*** INFORMATION ***
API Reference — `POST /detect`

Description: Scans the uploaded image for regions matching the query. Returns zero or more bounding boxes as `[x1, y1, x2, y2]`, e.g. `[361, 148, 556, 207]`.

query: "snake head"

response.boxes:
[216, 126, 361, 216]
***
● WORK INSTRUCTION
Repeat the data in full, exactly as supplied.

● RESULT OF THIS TASK
API Reference — `POST /detect`

Description: Scans the uploaded image for regions matching the query. Returns zero or more bounding boxes as `[x1, y1, x2, y2]`, e.g. `[361, 148, 556, 207]`.

query: "snake head"

response.boxes:
[216, 126, 361, 216]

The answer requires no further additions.